Task goal
Copy, word for word, the part of the African fintech survey text below from "2. Economic Uncertainty" up to and including "(28% of participants).".

Passage to read
--------------------------------

Category: ,

Date: 8 March 2024

Verdant Capital Survey: Assessing the African Fintech Landscape

Verdant Capital Survey

The past few years have seen the African fintech sector experience a remarkable surge in activity, with the number of tech start-ups in Africa tripling, nearly half of which were fintech ventures. This proliferation, often termed a “fintech eruption,” captured the attention of both local and international investors, prompting a comprehensive assessment of post-pandemic investor sentiment by Verdant Capital in December 2023.

The survey assessed investor sentiment regarding the target companies within their mandates, the position of the pre-money valuations in 2023, risk mitigating factors implemented to curb value erosion in their portfolios, challenges in the African Fintech landscape, and overall prospects of the African fintech landscape.

Key Insights from the Survey:

1. Valuation Correction: Notably, 67% of participants reported a decrease in pre-money valuations of their investments in 2023. This correction reflects a return to normalcy post-pandemic, as the extreme optimism on fintechs during challenging times has waned.
2. Economic Uncertainty and Risk Mitigation: Despite initial economic recovery, ongoing uncertainties such as supply chain disruptions, inflationary pressures, and geopolitical tensions have led to a cautious outlook among investors, contributing to a decline in fintech valuations. To mitigate risks and preserve portfolio value, investors have implemented measures such as downside protection on deals (36% of participants) and favouring liquidity preference (28% of participants).
3. Decrease in Exits:Economic uncertainty worldwide, coupled with higher interest, resulted in a significant decrease in exits. Of the exits executed, regional buyers accounted for 40%, with 32% attributed to private equity and global buyers. Notably, IPOs as an exit strategy were limited to 4% of cases, underscoring the challenges in listed markets.
4. Challenges in Capital Raising: Capital raising emerged as a significant issue for portfolio companies, cited by 33% of 5 participants, hindering growth opportunities. Additionally, uneven infrastructure across markets, limited total addressable market due to infrastructure constraints and a fragmented financial regulatory framework were identified as challenges by survey respondents.
5. Deal Onboarding and Declining: Factors such as valuation expectations, unconvincing prospects by management, and questionable product fit in target markets contributed to the decline of potential deals. Notably, 32% of participants cited valuation expectations, while 44% reported potential deal declines due to concerns over management prospects and product fit issues.

--------------------------------

Listed entries

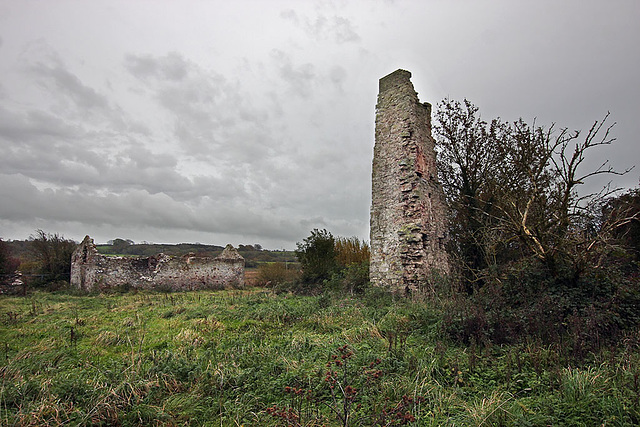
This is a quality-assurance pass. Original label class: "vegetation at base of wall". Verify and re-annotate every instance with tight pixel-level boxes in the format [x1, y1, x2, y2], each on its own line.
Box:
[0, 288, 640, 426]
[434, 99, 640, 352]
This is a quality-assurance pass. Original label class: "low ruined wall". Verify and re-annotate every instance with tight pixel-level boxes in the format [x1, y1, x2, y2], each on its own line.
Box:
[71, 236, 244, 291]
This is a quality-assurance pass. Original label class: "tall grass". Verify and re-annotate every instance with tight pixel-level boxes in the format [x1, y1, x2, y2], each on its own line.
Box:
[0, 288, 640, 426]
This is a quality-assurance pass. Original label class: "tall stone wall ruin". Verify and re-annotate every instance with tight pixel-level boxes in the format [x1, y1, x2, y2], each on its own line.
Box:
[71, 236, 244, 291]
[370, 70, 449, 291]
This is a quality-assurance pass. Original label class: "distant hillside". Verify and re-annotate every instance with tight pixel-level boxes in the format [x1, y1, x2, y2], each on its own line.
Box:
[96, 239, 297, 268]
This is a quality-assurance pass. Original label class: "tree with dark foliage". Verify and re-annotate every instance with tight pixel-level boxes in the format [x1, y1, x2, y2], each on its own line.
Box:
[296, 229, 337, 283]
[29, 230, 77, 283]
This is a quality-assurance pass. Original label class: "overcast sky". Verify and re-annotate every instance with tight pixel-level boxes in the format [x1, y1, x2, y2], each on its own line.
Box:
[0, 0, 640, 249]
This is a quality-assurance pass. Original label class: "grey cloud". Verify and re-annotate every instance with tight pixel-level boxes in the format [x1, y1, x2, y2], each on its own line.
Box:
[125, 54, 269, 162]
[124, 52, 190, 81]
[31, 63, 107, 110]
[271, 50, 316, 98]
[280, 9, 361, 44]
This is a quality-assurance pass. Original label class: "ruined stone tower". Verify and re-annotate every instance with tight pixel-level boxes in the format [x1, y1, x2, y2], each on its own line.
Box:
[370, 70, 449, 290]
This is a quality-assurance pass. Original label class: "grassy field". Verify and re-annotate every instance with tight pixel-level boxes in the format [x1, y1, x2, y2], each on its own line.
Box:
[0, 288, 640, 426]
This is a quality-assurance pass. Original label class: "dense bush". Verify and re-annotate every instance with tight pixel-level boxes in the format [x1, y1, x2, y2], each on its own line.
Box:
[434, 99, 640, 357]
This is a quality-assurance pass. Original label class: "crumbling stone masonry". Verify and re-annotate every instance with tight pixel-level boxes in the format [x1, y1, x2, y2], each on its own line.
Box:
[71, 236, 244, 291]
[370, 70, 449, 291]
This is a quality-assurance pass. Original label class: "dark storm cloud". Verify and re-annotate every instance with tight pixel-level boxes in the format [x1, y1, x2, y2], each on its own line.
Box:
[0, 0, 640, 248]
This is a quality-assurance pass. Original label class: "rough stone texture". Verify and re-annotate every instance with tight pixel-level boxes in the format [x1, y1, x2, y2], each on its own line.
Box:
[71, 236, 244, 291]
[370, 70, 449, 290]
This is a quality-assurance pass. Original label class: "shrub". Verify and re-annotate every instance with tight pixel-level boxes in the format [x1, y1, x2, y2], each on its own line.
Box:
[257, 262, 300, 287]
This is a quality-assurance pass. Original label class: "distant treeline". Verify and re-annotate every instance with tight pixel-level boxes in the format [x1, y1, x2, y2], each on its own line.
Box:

--------------------------------

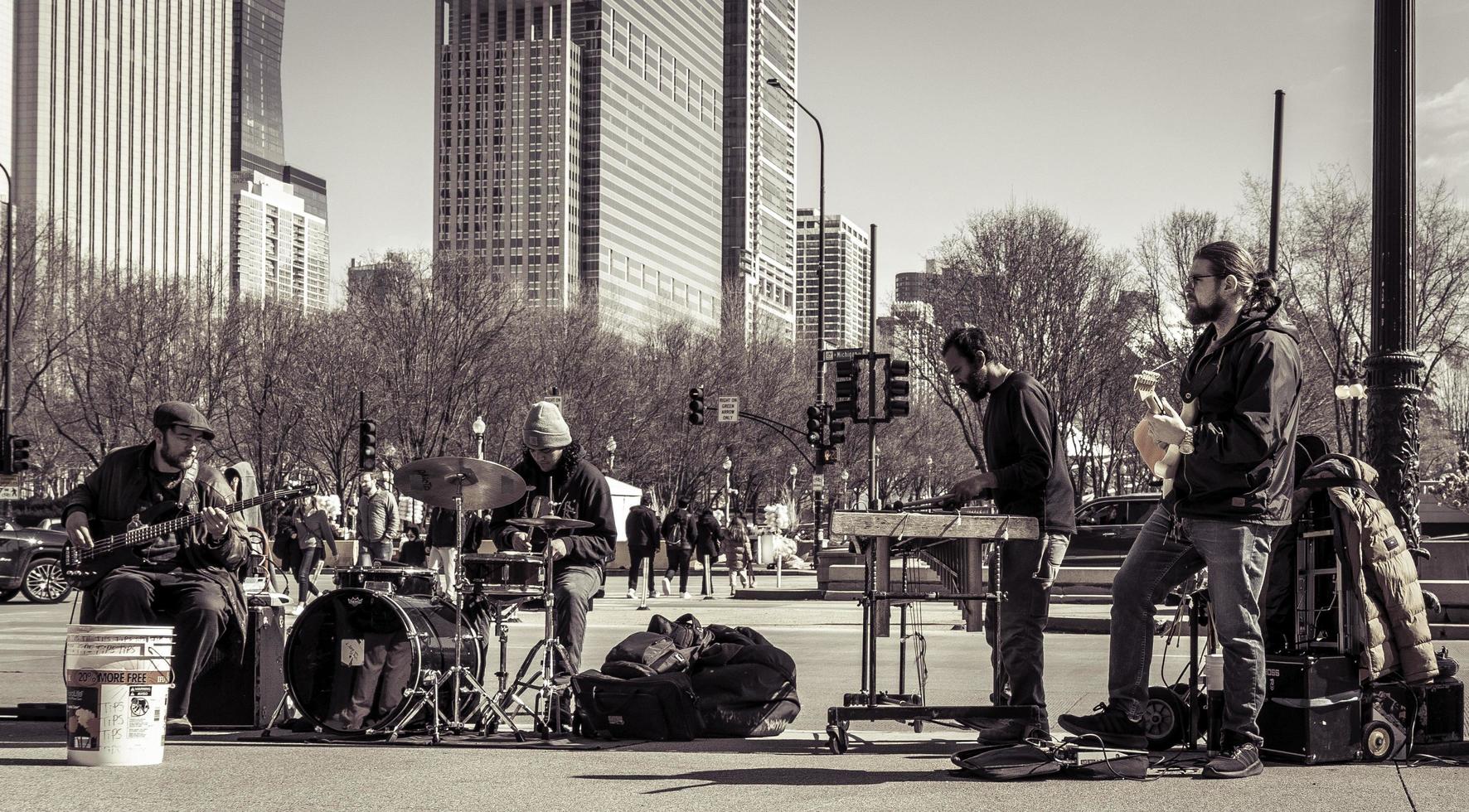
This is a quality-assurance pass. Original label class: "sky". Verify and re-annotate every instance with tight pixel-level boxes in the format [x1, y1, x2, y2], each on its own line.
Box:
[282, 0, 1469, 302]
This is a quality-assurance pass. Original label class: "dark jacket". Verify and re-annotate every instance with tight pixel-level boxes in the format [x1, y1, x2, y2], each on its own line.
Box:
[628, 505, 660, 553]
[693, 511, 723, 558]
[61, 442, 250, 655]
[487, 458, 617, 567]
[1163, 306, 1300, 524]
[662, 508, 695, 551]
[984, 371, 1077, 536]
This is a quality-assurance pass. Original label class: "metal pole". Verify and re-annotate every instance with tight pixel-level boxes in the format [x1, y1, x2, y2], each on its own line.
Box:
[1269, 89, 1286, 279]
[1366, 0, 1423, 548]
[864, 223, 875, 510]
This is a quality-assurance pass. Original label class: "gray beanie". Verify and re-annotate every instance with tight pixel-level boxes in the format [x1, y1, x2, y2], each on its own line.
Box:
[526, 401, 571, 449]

--------------------------------

Output of the exercise
2. Economic Uncertainty and Risk Mitigation: Despite initial economic recovery, ongoing uncertainties such as supply chain disruptions, inflationary pressures, and geopolitical tensions have led to a cautious outlook among investors, contributing to a decline in fintech valuations. To mitigate risks and preserve portfolio value, investors have implemented measures such as downside protection on deals (36% of participants) and favouring liquidity preference (28% of participants).